§ Data extract:
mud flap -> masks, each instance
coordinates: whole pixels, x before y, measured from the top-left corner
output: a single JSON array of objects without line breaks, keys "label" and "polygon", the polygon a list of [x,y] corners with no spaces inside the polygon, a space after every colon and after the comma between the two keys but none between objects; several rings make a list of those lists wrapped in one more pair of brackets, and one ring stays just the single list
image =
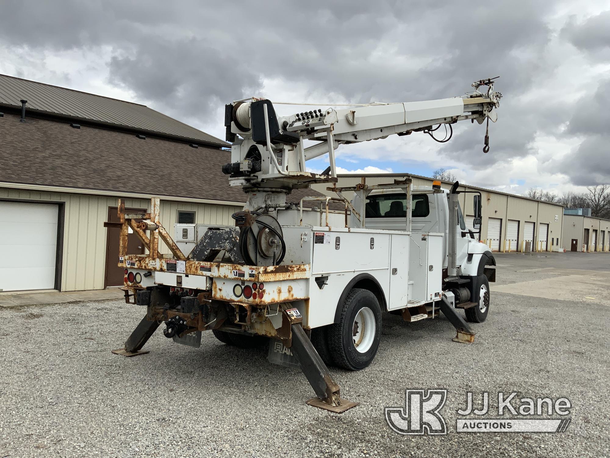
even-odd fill
[{"label": "mud flap", "polygon": [[269,339],[269,352],[267,354],[267,361],[278,366],[285,368],[298,368],[299,362],[292,354],[290,349],[288,348],[281,340]]},{"label": "mud flap", "polygon": [[171,338],[176,343],[188,345],[189,347],[199,348],[201,346],[201,332],[195,331],[190,334],[185,334],[182,337],[174,335]]}]

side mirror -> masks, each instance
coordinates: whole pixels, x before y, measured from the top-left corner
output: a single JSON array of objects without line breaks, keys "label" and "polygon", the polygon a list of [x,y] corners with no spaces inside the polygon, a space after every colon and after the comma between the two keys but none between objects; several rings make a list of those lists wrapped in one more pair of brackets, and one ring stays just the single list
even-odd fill
[{"label": "side mirror", "polygon": [[475,218],[479,219],[479,224],[481,224],[481,195],[480,194],[475,194],[473,196],[473,201],[474,202],[474,214]]}]

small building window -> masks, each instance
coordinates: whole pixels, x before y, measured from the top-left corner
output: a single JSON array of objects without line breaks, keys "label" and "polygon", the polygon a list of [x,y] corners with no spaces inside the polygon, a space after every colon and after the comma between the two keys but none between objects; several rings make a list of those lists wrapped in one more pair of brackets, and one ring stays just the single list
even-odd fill
[{"label": "small building window", "polygon": [[195,224],[195,212],[178,210],[179,224]]}]

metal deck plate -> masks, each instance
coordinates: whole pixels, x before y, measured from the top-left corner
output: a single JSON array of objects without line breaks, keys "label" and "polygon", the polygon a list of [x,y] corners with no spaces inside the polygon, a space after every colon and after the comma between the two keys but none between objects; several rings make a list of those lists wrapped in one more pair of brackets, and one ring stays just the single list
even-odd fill
[{"label": "metal deck plate", "polygon": [[325,402],[319,398],[312,398],[307,401],[307,404],[309,405],[313,405],[314,407],[318,407],[319,409],[323,409],[325,410],[334,412],[335,413],[343,413],[348,409],[355,407],[360,402],[353,402],[351,401],[341,398],[340,405],[331,405]]},{"label": "metal deck plate", "polygon": [[112,352],[115,355],[121,355],[121,356],[131,357],[132,356],[137,356],[138,355],[145,355],[146,353],[149,353],[150,351],[138,350],[137,352],[126,352],[124,348],[118,348],[116,350],[112,350]]}]

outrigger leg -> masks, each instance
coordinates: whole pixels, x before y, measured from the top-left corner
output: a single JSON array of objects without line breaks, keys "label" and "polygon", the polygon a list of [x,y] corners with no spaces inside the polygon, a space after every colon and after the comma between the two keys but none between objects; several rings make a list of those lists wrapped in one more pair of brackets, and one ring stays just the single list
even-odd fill
[{"label": "outrigger leg", "polygon": [[456,336],[451,340],[460,343],[472,343],[475,341],[475,332],[444,297],[440,299],[440,311],[458,330]]},{"label": "outrigger leg", "polygon": [[332,381],[328,368],[320,357],[300,324],[292,325],[290,350],[318,396],[307,401],[309,405],[342,413],[358,405],[357,402],[341,398],[339,385]]},{"label": "outrigger leg", "polygon": [[142,348],[160,324],[156,321],[149,321],[145,316],[125,342],[124,347],[113,350],[112,352],[123,356],[136,356],[148,353],[148,351],[142,351]]}]

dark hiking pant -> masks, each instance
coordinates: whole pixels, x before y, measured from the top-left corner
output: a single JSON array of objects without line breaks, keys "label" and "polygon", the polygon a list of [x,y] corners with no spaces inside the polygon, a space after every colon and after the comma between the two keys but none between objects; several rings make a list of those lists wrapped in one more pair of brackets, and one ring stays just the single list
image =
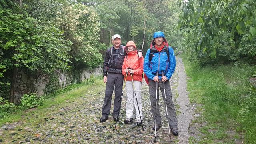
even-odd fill
[{"label": "dark hiking pant", "polygon": [[121,95],[123,88],[124,76],[122,74],[108,73],[105,91],[104,104],[102,106],[102,115],[108,116],[110,113],[112,94],[115,88],[115,100],[113,114],[118,114],[120,108]]},{"label": "dark hiking pant", "polygon": [[[153,119],[154,123],[155,122],[155,116],[156,114],[156,83],[154,81],[149,80],[149,94],[150,96],[150,101],[151,102],[151,112],[153,114]],[[165,85],[165,94],[166,98],[166,104],[167,106],[167,111],[168,112],[168,117],[169,124],[171,128],[177,128],[178,121],[176,118],[176,112],[174,106],[172,102],[172,91],[171,91],[171,86],[169,80],[164,82]],[[161,118],[159,111],[159,91],[158,88],[160,88],[161,92],[164,101],[162,102],[165,111],[166,116],[166,108],[165,107],[165,102],[164,101],[164,84],[161,80],[159,80],[158,83],[158,94],[157,94],[157,104],[156,108],[156,123],[161,124]]]}]

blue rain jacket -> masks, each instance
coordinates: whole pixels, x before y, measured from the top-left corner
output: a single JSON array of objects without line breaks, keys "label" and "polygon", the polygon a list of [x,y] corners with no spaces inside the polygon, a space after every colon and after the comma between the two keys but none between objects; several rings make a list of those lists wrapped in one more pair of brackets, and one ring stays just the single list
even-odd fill
[{"label": "blue rain jacket", "polygon": [[[152,45],[151,48],[155,49],[154,46]],[[164,47],[163,50],[165,48],[169,48],[169,59],[166,52],[159,52],[153,54],[152,60],[150,62],[149,61],[150,49],[147,51],[144,59],[143,70],[148,78],[151,80],[153,80],[154,77],[156,76],[154,74],[156,74],[158,71],[158,76],[159,80],[161,80],[162,71],[164,71],[164,75],[168,80],[175,70],[176,60],[173,49],[171,46],[168,46],[168,44]]]}]

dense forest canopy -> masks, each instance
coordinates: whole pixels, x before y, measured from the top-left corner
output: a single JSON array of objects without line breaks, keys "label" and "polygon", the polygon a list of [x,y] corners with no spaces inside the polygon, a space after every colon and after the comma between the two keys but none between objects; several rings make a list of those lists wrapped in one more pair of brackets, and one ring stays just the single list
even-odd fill
[{"label": "dense forest canopy", "polygon": [[253,0],[1,0],[0,84],[7,90],[2,92],[12,94],[21,70],[49,74],[102,64],[116,34],[123,45],[134,40],[145,53],[153,33],[162,31],[176,53],[202,66],[241,59],[255,64],[256,4]]}]

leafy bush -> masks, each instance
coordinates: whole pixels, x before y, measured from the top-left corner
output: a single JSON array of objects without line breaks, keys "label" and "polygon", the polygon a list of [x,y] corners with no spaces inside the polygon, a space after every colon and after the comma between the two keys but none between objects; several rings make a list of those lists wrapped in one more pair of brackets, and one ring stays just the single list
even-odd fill
[{"label": "leafy bush", "polygon": [[32,93],[29,94],[25,94],[21,97],[21,106],[24,108],[31,108],[41,105],[42,101],[39,100],[36,94]]},{"label": "leafy bush", "polygon": [[6,118],[9,114],[16,109],[15,105],[0,96],[0,119]]}]

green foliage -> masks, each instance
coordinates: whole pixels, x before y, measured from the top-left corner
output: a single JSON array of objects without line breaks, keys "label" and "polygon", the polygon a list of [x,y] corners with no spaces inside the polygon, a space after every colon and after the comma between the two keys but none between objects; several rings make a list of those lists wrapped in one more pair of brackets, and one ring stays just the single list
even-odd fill
[{"label": "green foliage", "polygon": [[65,8],[58,13],[57,23],[66,40],[72,42],[69,55],[76,67],[92,68],[102,62],[95,46],[99,39],[99,18],[91,7],[81,4]]},{"label": "green foliage", "polygon": [[[218,58],[218,53],[223,52],[223,50],[219,50],[222,47],[218,46],[222,44],[219,40],[224,38],[234,41],[231,42],[234,43],[233,46],[229,48],[234,49],[234,55],[231,53],[230,59],[256,56],[255,52],[252,52],[256,51],[255,46],[244,48],[244,45],[253,46],[255,44],[253,40],[256,36],[256,3],[254,0],[196,0],[182,2],[180,26],[200,26],[198,32],[194,34],[198,38],[199,50],[208,53],[212,58]],[[220,33],[230,34],[228,37],[220,37]],[[225,52],[221,54],[227,54]]]},{"label": "green foliage", "polygon": [[10,100],[10,93],[11,86],[10,80],[6,78],[0,78],[0,96],[4,100]]},{"label": "green foliage", "polygon": [[42,101],[36,93],[32,93],[29,94],[23,94],[20,100],[20,106],[22,108],[27,109],[35,108],[41,105]]},{"label": "green foliage", "polygon": [[51,24],[40,25],[38,20],[26,13],[20,14],[8,7],[2,8],[0,69],[3,70],[1,73],[13,66],[32,71],[40,69],[46,73],[67,68],[69,42],[61,38],[57,28]]},{"label": "green foliage", "polygon": [[44,94],[46,95],[51,95],[60,88],[59,76],[55,73],[48,75],[48,81],[46,84],[44,90]]},{"label": "green foliage", "polygon": [[9,114],[16,109],[13,103],[9,103],[7,100],[0,96],[0,120],[6,118]]}]

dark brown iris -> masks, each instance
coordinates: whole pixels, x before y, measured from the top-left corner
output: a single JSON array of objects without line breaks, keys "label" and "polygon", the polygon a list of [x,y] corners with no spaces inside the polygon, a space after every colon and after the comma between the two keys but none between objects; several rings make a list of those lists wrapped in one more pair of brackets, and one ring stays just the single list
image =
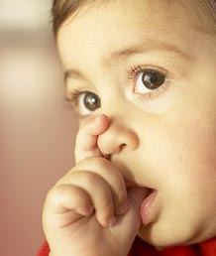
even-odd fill
[{"label": "dark brown iris", "polygon": [[93,92],[87,92],[84,97],[84,105],[88,110],[94,111],[100,107],[100,98]]},{"label": "dark brown iris", "polygon": [[164,75],[156,70],[146,70],[142,76],[142,81],[148,89],[158,89],[164,79]]}]

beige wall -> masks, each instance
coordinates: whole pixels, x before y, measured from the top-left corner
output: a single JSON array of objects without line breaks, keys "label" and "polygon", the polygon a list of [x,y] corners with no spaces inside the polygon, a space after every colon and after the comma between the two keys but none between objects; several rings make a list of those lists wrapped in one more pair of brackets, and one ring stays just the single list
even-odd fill
[{"label": "beige wall", "polygon": [[46,192],[73,163],[75,117],[63,104],[60,64],[47,29],[0,28],[2,256],[36,255]]}]

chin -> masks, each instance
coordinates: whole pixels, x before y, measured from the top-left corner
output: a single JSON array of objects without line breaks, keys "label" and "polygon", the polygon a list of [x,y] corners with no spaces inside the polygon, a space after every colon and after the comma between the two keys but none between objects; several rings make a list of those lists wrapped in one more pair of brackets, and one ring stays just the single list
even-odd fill
[{"label": "chin", "polygon": [[206,232],[203,226],[192,228],[189,224],[182,227],[167,225],[162,228],[158,223],[152,223],[141,227],[138,236],[157,248],[165,248],[196,244],[214,237],[215,234]]}]

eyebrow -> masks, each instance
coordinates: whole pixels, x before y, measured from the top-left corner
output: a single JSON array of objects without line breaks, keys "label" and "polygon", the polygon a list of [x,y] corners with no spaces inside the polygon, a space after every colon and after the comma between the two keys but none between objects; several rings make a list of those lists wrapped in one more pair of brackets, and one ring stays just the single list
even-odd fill
[{"label": "eyebrow", "polygon": [[[112,63],[119,62],[121,59],[154,52],[170,52],[186,60],[191,61],[192,59],[191,56],[184,53],[174,45],[159,40],[148,40],[137,45],[111,52],[108,57],[101,61],[101,64],[104,65],[110,65]],[[68,77],[80,78],[83,77],[83,75],[79,70],[69,68],[64,72],[64,81],[66,81]]]}]

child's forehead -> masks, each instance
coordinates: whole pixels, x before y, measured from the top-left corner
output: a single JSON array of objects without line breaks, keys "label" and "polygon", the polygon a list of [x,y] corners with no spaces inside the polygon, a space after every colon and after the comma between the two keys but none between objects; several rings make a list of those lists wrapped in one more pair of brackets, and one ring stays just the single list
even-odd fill
[{"label": "child's forehead", "polygon": [[79,15],[63,24],[58,38],[66,35],[64,38],[73,39],[73,42],[77,39],[79,42],[93,42],[97,38],[101,43],[107,41],[118,45],[118,38],[121,42],[136,41],[144,35],[162,41],[162,37],[166,36],[174,39],[176,32],[185,33],[185,28],[192,30],[189,19],[177,4],[150,4],[149,1],[136,1],[136,4],[119,1],[117,4],[117,1],[110,1],[106,6],[82,9]]},{"label": "child's forehead", "polygon": [[[73,1],[71,1],[73,2]],[[79,1],[77,1],[79,2]],[[85,1],[80,1],[85,2]],[[64,25],[68,22],[74,21],[81,16],[85,16],[88,12],[94,12],[95,16],[101,17],[101,14],[109,10],[110,15],[116,14],[121,19],[126,19],[131,23],[140,19],[137,16],[138,11],[142,10],[144,12],[143,18],[140,22],[146,20],[147,23],[152,24],[158,19],[160,26],[167,26],[168,22],[172,22],[174,13],[178,14],[178,26],[187,20],[188,25],[193,25],[196,29],[201,29],[203,31],[210,31],[212,27],[216,27],[215,23],[212,26],[212,21],[210,14],[207,10],[207,5],[210,3],[215,3],[215,0],[106,0],[106,1],[86,1],[85,4],[79,6],[75,13],[71,13],[67,16]],[[208,4],[207,4],[208,3]],[[213,5],[212,5],[213,6]],[[214,4],[215,6],[215,4]],[[213,8],[213,7],[212,7]],[[216,8],[215,10],[216,17]],[[129,15],[133,14],[133,15]],[[180,15],[181,14],[181,15]],[[165,23],[162,23],[166,17]],[[103,19],[101,19],[101,22]],[[188,27],[189,28],[189,27]],[[213,29],[214,29],[213,28]],[[174,28],[173,28],[174,29]]]}]

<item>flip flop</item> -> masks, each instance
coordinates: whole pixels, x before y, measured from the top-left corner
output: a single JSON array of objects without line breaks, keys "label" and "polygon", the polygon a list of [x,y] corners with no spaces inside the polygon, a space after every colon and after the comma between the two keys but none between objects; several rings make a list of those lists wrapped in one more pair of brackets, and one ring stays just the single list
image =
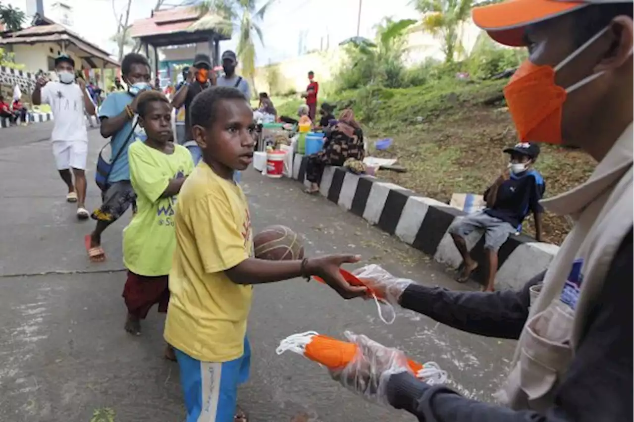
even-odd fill
[{"label": "flip flop", "polygon": [[90,213],[85,208],[78,208],[77,212],[77,218],[80,220],[87,220],[90,218]]},{"label": "flip flop", "polygon": [[106,253],[103,251],[103,248],[100,246],[91,247],[90,243],[90,234],[86,234],[84,238],[84,244],[86,246],[86,250],[88,253],[90,262],[98,263],[106,260]]}]

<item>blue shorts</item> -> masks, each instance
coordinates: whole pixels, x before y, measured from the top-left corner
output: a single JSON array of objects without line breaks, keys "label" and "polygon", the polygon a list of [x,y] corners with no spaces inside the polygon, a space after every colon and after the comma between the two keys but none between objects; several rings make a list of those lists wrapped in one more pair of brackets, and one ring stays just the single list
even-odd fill
[{"label": "blue shorts", "polygon": [[201,362],[176,350],[186,422],[233,422],[238,386],[249,380],[251,347],[244,339],[244,354],[229,362]]},{"label": "blue shorts", "polygon": [[[200,150],[200,147],[197,145],[193,141],[186,142],[185,147],[190,150],[190,153],[191,154],[191,159],[194,161],[194,167],[198,165],[198,162],[202,158],[202,151]],[[233,172],[233,181],[236,183],[240,183],[240,172],[236,170]]]}]

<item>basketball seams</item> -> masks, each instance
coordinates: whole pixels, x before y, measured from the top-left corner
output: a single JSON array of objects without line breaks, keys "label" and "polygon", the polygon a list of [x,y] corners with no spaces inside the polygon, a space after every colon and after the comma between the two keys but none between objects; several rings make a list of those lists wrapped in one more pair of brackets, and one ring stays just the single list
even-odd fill
[{"label": "basketball seams", "polygon": [[269,226],[256,235],[260,238],[271,236],[275,238],[261,243],[254,248],[256,257],[285,260],[299,259],[303,256],[304,247],[298,235],[290,228],[281,225]]}]

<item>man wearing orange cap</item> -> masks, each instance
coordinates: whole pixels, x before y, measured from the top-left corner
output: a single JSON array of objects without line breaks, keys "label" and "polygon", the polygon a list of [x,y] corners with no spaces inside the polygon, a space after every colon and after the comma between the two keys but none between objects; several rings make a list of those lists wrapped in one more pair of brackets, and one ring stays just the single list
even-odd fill
[{"label": "man wearing orange cap", "polygon": [[473,18],[530,53],[504,90],[521,141],[579,148],[598,163],[586,182],[542,202],[574,227],[521,291],[450,292],[402,279],[369,286],[456,328],[519,340],[497,397],[505,406],[430,386],[401,352],[374,343],[333,375],[425,422],[634,420],[634,2],[508,0]]}]

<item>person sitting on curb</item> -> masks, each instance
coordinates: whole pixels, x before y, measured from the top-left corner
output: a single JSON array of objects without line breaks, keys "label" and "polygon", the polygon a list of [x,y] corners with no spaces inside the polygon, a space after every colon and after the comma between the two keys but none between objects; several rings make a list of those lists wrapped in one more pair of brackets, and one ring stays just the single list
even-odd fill
[{"label": "person sitting on curb", "polygon": [[13,108],[13,113],[15,115],[16,118],[20,119],[20,124],[23,126],[29,125],[29,109],[22,104],[22,101],[19,98],[14,99],[11,107]]},{"label": "person sitting on curb", "polygon": [[458,281],[465,283],[477,268],[467,248],[465,237],[474,231],[484,232],[484,249],[489,264],[484,290],[493,291],[498,271],[498,250],[508,236],[519,231],[522,222],[529,212],[535,219],[535,238],[541,241],[541,214],[539,203],[544,195],[544,179],[533,165],[540,155],[540,146],[521,143],[504,152],[510,155],[508,167],[484,193],[487,207],[456,220],[449,227],[458,251],[463,260],[462,272]]}]

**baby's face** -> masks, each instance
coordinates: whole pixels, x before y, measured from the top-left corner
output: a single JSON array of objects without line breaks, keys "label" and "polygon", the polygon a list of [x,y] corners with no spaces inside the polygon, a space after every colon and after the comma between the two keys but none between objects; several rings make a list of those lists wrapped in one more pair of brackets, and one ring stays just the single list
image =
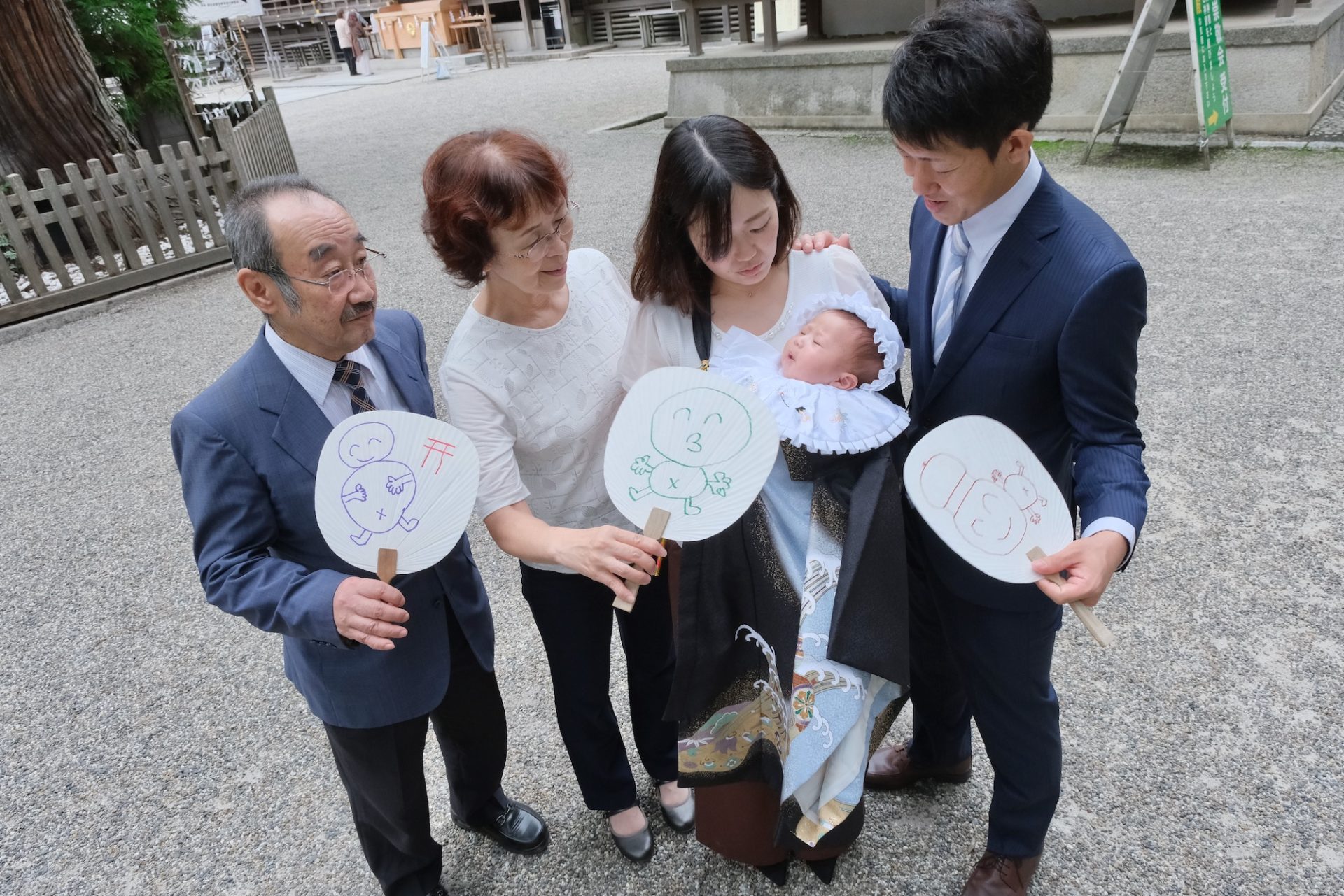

§ Exercise prompt: Gather each line of the listing that contains the word "dense", copying every such line in full.

§ Exercise answer:
dense forest canopy -> masks, each instance
[{"label": "dense forest canopy", "polygon": [[253,0],[1,0],[0,84],[7,90],[2,92],[12,94],[21,70],[49,74],[102,64],[116,34],[123,45],[134,40],[145,53],[153,33],[162,31],[176,53],[202,66],[241,59],[255,64],[256,4]]}]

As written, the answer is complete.